EXERCISE PROMPT — Copy out the data below as written; omit any images.
* begin PROVIDED INFORMATION *
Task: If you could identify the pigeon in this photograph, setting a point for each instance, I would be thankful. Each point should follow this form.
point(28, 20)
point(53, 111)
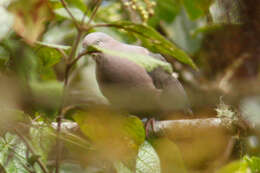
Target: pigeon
point(129, 86)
* end PROVIDED INFORMATION *
RIGHT ANSWER —
Task: If you could identify the pigeon in this photograph, setting a point for each instance, I would be thankful. Each point should follow this form.
point(28, 20)
point(53, 111)
Target: pigeon
point(129, 86)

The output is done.